◆ RAW DATA
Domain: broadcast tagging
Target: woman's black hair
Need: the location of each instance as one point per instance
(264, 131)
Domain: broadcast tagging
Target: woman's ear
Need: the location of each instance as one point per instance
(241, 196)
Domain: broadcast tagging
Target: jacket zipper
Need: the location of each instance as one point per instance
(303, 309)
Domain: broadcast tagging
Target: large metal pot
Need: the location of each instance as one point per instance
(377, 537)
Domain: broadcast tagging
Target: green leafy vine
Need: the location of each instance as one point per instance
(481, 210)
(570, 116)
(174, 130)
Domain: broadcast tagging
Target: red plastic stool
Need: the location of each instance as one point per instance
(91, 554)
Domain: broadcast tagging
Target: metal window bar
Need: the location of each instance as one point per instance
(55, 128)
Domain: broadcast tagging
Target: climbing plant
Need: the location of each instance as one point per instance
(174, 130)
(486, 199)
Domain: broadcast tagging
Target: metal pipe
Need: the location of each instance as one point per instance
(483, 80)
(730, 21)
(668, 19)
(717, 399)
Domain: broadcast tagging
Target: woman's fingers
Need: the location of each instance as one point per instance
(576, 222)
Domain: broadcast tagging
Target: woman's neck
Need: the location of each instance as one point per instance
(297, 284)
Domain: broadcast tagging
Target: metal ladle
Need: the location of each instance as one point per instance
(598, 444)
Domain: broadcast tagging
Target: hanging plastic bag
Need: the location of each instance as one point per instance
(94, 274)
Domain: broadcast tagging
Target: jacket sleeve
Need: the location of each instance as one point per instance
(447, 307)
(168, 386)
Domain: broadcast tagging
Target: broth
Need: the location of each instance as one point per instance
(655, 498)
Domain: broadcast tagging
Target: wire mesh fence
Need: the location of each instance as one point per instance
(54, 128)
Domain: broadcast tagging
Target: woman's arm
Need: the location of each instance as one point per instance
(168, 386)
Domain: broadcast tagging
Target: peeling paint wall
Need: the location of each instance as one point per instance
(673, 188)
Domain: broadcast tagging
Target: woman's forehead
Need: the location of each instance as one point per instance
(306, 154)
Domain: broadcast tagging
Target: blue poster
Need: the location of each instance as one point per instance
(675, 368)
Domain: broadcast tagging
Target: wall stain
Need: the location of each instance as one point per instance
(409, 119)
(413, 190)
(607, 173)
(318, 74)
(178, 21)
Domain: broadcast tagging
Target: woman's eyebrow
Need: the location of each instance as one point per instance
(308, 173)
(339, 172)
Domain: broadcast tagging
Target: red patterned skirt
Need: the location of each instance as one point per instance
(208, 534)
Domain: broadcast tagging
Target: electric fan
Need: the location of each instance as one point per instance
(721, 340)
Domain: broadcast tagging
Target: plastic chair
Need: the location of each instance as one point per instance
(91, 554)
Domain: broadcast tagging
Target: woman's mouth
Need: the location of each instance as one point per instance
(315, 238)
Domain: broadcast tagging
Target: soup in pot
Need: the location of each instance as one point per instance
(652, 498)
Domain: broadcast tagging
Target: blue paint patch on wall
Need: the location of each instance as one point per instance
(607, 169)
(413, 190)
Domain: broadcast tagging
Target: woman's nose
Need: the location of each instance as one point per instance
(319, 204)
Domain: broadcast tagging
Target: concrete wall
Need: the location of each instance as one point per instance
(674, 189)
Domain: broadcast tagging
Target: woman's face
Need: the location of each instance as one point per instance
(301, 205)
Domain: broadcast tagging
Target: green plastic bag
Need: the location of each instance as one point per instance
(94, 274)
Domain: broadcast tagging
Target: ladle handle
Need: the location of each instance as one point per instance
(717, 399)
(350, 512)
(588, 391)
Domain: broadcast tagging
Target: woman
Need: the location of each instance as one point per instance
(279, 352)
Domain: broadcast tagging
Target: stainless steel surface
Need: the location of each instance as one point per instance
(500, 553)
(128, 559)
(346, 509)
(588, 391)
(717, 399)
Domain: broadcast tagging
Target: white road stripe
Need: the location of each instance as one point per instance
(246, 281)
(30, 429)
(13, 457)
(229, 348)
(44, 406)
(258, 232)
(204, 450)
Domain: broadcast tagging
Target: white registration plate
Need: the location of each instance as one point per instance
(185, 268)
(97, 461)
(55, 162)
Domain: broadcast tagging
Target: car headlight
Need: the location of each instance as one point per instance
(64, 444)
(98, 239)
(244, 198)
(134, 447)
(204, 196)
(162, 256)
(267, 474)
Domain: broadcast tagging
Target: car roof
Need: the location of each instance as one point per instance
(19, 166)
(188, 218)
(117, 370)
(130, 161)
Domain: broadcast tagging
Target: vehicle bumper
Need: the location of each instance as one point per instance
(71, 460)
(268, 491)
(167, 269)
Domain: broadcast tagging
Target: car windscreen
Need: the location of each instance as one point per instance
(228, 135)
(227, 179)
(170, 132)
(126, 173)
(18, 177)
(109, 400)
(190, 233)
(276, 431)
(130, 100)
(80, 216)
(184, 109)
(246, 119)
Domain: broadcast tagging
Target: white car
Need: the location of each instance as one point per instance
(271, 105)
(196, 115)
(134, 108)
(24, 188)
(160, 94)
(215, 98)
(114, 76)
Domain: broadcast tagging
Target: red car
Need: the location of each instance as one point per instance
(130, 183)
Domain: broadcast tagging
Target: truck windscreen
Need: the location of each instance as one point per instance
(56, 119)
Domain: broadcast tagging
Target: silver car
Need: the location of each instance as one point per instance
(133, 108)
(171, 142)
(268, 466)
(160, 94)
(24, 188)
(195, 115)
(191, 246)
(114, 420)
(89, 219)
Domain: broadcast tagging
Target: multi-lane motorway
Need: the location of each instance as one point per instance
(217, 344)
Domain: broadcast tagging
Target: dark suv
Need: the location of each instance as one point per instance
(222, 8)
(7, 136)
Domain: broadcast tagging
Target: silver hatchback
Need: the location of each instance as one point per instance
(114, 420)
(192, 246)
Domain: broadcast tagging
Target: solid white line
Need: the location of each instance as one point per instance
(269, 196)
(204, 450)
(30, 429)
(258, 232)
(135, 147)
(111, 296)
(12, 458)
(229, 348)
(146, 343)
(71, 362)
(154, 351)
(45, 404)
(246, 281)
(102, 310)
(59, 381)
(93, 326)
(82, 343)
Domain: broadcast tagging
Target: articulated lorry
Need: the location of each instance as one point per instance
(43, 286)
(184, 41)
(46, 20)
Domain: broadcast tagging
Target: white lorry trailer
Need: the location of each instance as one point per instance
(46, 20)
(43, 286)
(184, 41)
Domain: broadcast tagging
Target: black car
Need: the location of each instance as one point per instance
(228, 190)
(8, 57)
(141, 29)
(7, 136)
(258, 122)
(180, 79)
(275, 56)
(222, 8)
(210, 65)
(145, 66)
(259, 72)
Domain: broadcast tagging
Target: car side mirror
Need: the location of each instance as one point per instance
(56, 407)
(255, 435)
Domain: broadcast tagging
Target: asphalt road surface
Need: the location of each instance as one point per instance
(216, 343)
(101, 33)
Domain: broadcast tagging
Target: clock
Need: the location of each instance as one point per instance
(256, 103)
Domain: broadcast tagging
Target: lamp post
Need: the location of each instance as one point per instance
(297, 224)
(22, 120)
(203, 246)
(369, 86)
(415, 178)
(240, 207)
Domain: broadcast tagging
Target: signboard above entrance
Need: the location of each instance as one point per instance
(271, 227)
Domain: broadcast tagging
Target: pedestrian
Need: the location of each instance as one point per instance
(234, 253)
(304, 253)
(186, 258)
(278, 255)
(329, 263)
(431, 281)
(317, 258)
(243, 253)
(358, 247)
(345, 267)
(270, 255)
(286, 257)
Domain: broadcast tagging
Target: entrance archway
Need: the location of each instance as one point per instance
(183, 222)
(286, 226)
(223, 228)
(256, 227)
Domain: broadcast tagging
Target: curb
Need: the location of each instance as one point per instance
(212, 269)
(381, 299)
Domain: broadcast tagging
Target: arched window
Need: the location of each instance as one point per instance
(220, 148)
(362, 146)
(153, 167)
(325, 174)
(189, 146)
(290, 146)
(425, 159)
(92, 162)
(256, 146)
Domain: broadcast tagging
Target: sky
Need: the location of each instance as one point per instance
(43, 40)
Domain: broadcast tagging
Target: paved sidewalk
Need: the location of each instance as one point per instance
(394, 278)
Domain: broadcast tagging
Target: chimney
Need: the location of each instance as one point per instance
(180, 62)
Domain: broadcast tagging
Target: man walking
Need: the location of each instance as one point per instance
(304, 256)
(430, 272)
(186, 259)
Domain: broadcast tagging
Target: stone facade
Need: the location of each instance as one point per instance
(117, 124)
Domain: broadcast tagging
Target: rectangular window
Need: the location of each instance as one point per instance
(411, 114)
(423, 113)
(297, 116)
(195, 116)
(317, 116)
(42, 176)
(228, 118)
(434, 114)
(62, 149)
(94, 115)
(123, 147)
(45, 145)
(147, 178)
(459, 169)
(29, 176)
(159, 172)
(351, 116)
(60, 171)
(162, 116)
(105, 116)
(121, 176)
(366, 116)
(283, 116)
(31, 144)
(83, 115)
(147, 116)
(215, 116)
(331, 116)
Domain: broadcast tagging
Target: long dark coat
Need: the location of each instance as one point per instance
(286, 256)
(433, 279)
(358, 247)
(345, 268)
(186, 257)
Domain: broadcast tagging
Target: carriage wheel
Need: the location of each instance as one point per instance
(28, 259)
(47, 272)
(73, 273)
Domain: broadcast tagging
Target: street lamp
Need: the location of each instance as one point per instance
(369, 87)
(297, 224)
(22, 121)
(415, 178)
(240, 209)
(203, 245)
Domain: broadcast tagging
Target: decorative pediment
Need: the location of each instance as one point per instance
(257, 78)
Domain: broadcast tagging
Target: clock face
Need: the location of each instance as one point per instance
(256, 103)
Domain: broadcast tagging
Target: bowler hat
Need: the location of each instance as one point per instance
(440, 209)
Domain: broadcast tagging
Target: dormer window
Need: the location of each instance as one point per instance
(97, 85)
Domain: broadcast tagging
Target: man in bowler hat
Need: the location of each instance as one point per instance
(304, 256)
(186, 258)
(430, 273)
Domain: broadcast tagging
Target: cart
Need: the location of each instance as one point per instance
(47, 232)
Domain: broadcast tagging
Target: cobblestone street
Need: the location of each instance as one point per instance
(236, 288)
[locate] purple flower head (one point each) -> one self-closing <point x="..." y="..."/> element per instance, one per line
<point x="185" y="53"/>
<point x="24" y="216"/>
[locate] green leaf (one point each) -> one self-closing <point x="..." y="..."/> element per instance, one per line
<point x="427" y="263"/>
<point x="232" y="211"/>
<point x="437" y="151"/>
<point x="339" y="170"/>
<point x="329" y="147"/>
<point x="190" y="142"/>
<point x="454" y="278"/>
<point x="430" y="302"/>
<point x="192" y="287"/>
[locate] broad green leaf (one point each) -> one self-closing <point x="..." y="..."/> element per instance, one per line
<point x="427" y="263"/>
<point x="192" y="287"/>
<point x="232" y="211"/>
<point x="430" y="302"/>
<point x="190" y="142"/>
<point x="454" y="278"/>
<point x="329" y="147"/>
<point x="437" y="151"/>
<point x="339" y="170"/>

◆ TASK DESCRIPTION
Would you print, exactly as written, every line above from the one holding "Target: white car" through the one holding "Target: lamp post", with both included and no other lines?

◆ ANSWER TO THIS EXERCISE
Target: white car
Need: the location of each instance as one point per instance
(271, 105)
(196, 115)
(134, 108)
(24, 188)
(160, 94)
(215, 98)
(114, 76)
Domain: broadcast tagging
Target: red car
Need: the location of each instance as one point per instance
(130, 183)
Domain: broadcast tagging
Target: truck windscreen
Need: the location of each instance as one point per instance
(56, 119)
Domain: broadcast tagging
Target: silver car
Need: the location of each instance as one point per instance
(133, 108)
(171, 142)
(268, 466)
(160, 94)
(24, 188)
(195, 115)
(191, 246)
(114, 420)
(89, 219)
Domain: broadcast tagging
Target: multi-lane motorway
Need: the location of each instance as one point per instance
(217, 344)
Domain: broadcast tagging
Target: dark suv
Need: the location of each instance as one point per instance
(222, 8)
(7, 136)
Domain: broadcast tagging
Target: silver hatchback
Need: the location of each instance as one point per instance
(114, 420)
(192, 246)
Domain: broadcast tagging
Target: solid white line
Need: the location of each instance as one point per instance
(269, 196)
(204, 450)
(30, 429)
(258, 232)
(135, 147)
(111, 296)
(12, 458)
(229, 348)
(146, 343)
(71, 362)
(154, 351)
(45, 404)
(246, 281)
(102, 310)
(59, 381)
(93, 326)
(82, 343)
Domain: broadcast tagging
Target: articulated lorry
Need: the location of each instance as one point per instance
(43, 286)
(184, 41)
(46, 20)
Domain: broadcast tagging
Target: white lorry trailer
Need: the location of each instance as one point per instance
(46, 20)
(43, 286)
(184, 41)
Domain: broadcast tagging
Target: black car
Need: the location of each instance as one point per instance
(228, 190)
(8, 57)
(141, 29)
(7, 136)
(258, 122)
(180, 79)
(275, 56)
(222, 8)
(210, 65)
(145, 66)
(259, 72)
Domain: broadcast tagging
Target: car side mirror
Need: the location of each instance as one point per instance
(56, 407)
(255, 435)
Domain: broadcast tagging
Target: asphalt road surface
Need: the location of each instance as one point per instance
(216, 343)
(101, 33)
Domain: broadcast tagging
Target: clock
Need: the location of each instance as one point per instance
(256, 103)
Domain: broadcast tagging
Target: lamp post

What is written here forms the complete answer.